Information given:
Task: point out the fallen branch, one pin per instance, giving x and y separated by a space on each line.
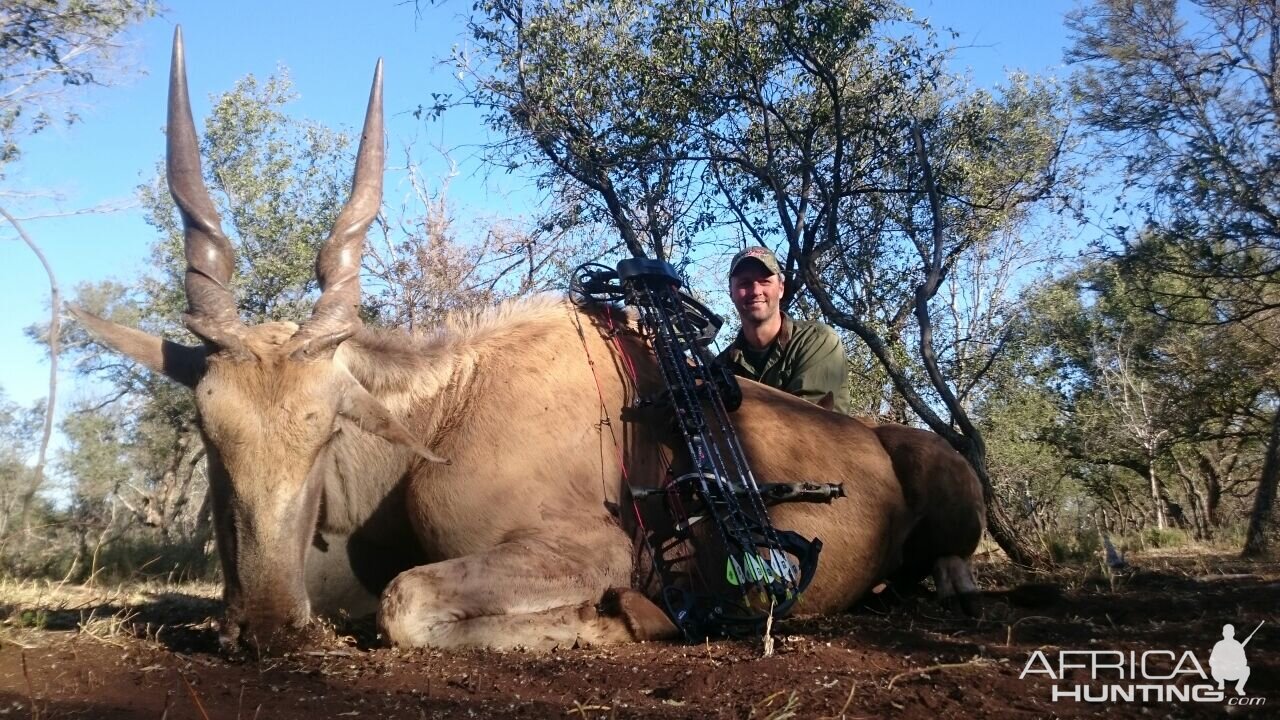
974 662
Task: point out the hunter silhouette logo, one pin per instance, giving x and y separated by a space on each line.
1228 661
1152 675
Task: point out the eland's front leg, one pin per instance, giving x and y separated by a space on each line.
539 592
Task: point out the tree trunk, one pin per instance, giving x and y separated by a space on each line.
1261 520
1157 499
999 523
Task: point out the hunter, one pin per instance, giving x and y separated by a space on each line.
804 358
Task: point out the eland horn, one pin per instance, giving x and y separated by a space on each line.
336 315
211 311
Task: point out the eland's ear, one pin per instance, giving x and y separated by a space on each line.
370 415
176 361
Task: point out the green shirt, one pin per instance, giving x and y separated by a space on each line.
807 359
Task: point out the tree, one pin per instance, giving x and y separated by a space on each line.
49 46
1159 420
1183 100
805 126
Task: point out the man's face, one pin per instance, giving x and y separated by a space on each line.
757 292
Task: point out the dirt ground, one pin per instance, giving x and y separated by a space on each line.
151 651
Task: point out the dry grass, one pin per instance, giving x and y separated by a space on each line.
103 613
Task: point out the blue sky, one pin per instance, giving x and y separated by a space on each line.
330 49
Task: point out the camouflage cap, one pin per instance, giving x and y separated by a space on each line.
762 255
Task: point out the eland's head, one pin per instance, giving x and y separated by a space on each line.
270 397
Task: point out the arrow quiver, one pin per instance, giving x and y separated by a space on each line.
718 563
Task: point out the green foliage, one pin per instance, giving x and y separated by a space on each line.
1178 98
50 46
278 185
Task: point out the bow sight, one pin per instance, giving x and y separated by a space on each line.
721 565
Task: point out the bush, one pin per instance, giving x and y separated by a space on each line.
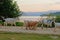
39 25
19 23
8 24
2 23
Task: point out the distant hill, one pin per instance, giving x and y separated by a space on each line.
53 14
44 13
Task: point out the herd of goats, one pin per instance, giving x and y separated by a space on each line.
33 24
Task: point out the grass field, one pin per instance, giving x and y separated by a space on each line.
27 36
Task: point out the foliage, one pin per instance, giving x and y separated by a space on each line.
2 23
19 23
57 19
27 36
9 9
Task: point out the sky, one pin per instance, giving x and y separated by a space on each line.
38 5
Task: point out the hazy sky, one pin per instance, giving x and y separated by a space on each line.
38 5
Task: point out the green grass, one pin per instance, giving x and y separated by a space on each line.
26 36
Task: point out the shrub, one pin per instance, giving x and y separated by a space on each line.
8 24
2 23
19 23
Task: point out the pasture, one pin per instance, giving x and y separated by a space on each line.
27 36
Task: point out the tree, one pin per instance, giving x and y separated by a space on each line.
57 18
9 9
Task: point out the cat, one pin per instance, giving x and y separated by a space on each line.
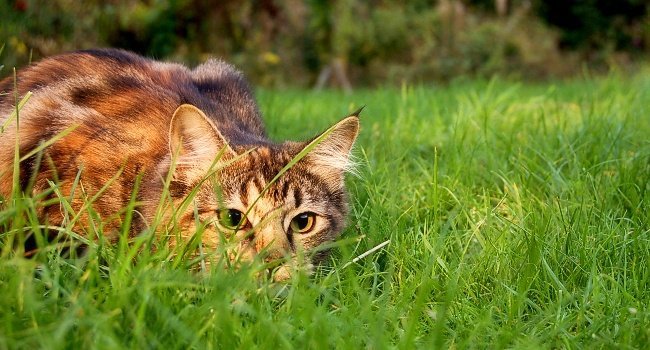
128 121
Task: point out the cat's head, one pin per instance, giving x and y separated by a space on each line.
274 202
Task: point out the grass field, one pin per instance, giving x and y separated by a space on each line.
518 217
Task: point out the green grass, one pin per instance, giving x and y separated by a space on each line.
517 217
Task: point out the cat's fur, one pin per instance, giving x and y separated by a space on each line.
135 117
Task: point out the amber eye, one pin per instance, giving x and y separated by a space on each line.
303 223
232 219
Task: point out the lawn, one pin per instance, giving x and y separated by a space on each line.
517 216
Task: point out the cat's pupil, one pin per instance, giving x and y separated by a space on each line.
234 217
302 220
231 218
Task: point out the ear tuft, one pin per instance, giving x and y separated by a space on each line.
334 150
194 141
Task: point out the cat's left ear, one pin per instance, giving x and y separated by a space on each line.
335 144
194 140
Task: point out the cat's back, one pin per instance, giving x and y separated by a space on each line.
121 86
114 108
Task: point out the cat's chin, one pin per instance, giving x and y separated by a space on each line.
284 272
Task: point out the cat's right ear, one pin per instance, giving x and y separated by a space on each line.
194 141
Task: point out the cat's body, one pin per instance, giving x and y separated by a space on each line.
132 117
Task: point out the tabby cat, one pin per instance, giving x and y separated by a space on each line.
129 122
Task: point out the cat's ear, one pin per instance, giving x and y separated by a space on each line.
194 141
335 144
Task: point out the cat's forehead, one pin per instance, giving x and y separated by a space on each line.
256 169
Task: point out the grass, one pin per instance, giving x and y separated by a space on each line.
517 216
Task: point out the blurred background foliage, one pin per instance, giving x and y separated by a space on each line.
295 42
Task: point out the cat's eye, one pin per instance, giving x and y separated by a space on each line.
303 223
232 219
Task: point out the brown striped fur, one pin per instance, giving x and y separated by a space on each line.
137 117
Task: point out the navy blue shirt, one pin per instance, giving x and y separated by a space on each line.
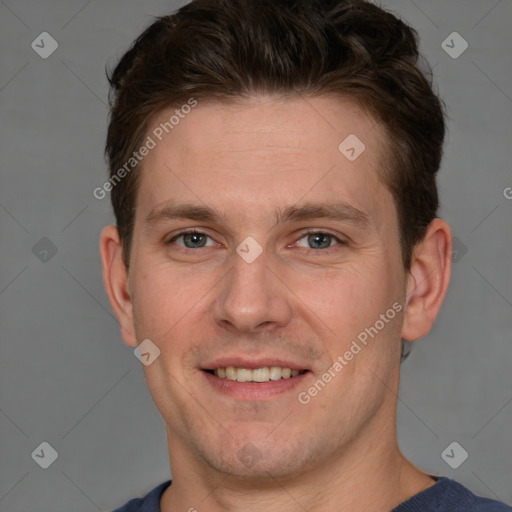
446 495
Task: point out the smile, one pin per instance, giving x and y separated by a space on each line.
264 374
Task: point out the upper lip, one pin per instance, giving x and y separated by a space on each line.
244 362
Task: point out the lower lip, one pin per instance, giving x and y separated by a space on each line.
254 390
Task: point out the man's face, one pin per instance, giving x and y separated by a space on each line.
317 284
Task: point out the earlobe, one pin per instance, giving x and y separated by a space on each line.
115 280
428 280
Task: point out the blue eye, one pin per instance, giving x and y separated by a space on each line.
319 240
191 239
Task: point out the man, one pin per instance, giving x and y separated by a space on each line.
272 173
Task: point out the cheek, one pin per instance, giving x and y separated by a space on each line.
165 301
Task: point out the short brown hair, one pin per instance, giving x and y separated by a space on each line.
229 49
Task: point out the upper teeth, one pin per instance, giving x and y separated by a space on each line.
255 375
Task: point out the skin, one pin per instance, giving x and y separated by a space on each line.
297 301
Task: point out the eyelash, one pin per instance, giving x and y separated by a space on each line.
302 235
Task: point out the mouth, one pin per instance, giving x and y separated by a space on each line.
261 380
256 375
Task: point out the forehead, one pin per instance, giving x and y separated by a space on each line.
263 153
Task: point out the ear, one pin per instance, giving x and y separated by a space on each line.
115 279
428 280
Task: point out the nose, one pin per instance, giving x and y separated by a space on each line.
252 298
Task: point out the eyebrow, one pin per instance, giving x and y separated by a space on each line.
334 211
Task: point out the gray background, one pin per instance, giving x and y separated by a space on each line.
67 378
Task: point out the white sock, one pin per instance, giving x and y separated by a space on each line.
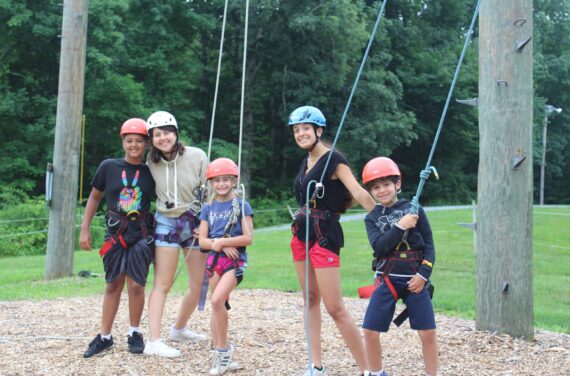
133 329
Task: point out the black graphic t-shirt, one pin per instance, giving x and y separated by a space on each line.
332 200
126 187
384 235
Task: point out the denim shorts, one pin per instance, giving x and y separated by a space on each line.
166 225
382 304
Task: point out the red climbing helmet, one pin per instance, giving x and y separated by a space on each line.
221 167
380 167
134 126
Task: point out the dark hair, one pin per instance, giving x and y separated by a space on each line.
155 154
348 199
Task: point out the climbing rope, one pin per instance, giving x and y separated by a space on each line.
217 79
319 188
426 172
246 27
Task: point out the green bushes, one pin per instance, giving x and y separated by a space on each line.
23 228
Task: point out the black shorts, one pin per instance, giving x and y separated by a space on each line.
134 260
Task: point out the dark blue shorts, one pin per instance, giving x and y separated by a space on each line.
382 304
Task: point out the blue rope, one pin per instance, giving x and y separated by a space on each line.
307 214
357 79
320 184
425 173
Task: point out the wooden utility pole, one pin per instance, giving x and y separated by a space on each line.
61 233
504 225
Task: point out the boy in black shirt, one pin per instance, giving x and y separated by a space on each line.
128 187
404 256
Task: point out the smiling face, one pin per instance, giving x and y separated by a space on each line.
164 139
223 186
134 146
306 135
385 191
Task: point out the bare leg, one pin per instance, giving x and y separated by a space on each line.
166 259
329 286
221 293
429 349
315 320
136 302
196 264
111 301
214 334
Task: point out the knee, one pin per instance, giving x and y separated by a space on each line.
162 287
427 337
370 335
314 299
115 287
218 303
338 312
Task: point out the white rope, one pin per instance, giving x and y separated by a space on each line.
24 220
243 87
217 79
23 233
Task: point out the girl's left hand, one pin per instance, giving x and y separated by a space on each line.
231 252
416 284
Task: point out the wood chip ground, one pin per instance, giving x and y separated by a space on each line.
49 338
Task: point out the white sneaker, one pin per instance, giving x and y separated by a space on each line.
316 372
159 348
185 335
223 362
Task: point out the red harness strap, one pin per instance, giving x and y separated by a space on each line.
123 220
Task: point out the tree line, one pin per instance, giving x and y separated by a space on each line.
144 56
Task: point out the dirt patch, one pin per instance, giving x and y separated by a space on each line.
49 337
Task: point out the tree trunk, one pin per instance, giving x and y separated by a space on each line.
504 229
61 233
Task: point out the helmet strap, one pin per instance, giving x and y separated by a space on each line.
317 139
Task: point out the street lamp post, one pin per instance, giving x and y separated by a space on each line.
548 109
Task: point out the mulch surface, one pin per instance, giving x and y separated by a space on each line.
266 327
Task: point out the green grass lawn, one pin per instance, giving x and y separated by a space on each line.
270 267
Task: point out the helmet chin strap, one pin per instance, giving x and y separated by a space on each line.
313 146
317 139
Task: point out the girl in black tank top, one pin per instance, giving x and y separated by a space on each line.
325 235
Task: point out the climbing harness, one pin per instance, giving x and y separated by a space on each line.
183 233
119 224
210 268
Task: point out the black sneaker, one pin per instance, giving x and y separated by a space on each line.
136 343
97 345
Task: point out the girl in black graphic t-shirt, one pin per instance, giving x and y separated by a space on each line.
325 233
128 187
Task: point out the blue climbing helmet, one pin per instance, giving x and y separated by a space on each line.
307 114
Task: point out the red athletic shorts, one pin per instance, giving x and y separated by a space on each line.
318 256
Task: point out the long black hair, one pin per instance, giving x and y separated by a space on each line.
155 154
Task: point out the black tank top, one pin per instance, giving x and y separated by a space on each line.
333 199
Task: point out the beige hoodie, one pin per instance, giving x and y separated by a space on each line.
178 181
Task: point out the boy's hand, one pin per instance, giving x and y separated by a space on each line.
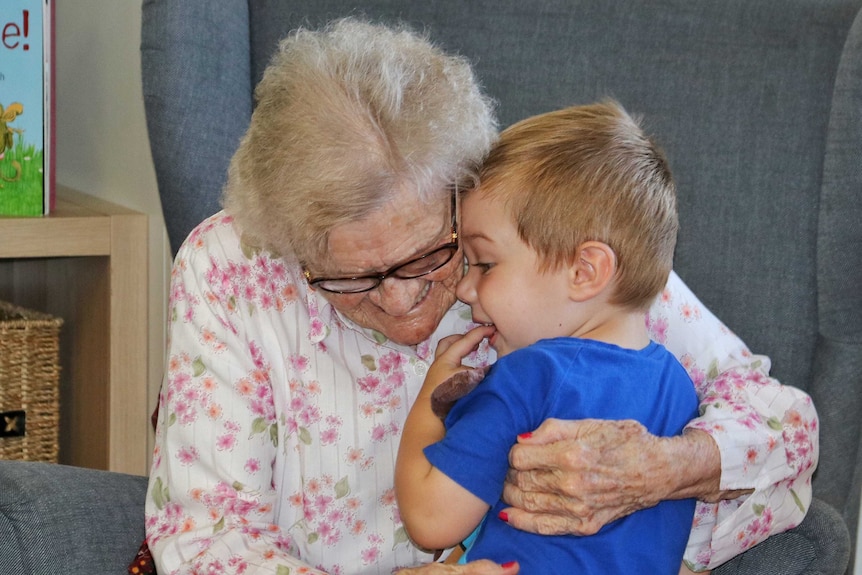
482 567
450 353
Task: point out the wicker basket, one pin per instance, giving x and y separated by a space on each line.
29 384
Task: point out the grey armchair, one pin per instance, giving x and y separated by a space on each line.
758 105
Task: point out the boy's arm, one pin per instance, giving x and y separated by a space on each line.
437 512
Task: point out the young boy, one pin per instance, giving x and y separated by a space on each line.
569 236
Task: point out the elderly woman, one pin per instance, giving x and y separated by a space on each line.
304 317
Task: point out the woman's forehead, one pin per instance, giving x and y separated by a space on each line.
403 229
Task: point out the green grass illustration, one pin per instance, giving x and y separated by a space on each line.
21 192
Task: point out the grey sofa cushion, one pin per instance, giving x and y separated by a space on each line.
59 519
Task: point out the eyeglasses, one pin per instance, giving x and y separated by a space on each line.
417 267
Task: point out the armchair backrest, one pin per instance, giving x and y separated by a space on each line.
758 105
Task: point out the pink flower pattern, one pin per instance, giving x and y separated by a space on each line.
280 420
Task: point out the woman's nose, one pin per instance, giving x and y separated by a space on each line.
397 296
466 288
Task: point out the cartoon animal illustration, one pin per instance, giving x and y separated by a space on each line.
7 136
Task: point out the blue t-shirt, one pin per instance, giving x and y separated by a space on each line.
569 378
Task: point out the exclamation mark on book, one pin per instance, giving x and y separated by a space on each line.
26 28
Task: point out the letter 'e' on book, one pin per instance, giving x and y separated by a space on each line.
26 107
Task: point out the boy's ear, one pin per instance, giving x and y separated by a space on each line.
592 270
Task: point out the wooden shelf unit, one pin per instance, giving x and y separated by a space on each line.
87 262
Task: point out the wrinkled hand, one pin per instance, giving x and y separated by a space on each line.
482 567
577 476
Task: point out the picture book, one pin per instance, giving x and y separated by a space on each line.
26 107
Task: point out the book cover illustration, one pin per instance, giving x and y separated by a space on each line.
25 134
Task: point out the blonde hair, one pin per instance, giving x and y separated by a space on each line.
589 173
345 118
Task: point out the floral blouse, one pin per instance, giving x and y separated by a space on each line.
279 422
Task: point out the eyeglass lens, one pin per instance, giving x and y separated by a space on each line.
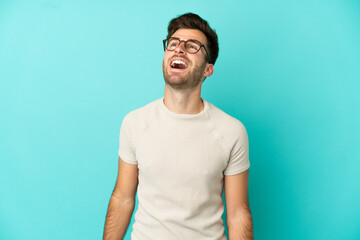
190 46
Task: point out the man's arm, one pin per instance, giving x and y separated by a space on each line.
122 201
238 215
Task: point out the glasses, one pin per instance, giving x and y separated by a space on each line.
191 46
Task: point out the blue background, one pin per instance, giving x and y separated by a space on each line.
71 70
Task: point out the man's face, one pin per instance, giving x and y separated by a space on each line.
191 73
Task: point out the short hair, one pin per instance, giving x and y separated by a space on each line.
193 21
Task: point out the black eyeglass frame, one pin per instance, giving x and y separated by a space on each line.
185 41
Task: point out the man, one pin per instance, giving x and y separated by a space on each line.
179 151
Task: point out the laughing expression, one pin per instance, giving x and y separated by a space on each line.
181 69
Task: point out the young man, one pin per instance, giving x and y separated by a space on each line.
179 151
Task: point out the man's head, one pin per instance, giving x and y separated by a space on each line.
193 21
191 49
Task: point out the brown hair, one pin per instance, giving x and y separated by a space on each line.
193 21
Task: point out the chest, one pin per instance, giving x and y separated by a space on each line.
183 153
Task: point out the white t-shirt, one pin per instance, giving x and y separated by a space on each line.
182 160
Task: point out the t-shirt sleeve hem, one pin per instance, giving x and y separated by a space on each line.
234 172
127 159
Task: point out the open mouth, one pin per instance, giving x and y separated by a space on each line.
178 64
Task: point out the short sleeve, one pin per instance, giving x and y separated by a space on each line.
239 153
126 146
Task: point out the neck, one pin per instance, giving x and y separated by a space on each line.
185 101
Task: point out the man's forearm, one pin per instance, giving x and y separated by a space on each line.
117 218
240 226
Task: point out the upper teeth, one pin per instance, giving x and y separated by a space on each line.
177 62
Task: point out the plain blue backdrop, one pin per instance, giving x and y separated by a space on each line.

Written problem:
Take the line with "Task: point out the t-shirt" and all lines after it through the end of the records, and write them out exactly; include nothing else.

Exercise result:
Task: point out the t-shirt sleeve hem, one pin per instance, giving x and y separated by a space on each line.
234 172
127 159
Task: point out the open mouth, one pin per instance, giving x and y separated by a space on each line.
178 64
Task: point out the short sleeve, one pin per instance, giving x and y separated by a space on each line.
239 153
126 146
Task: point out the neck, one pin per instance, giving x and y separated by a space on each line.
185 101
Task: point out the man's forearm, one pin per instance, giving x and y separated by a space on each line.
117 218
240 226
Task: point out the upper teeth, one pin per instance, giving x and y separated by a space on each line.
177 62
Task: point out the plain blue backdrop, one pin per instance, giving x and y separated by a space on each line.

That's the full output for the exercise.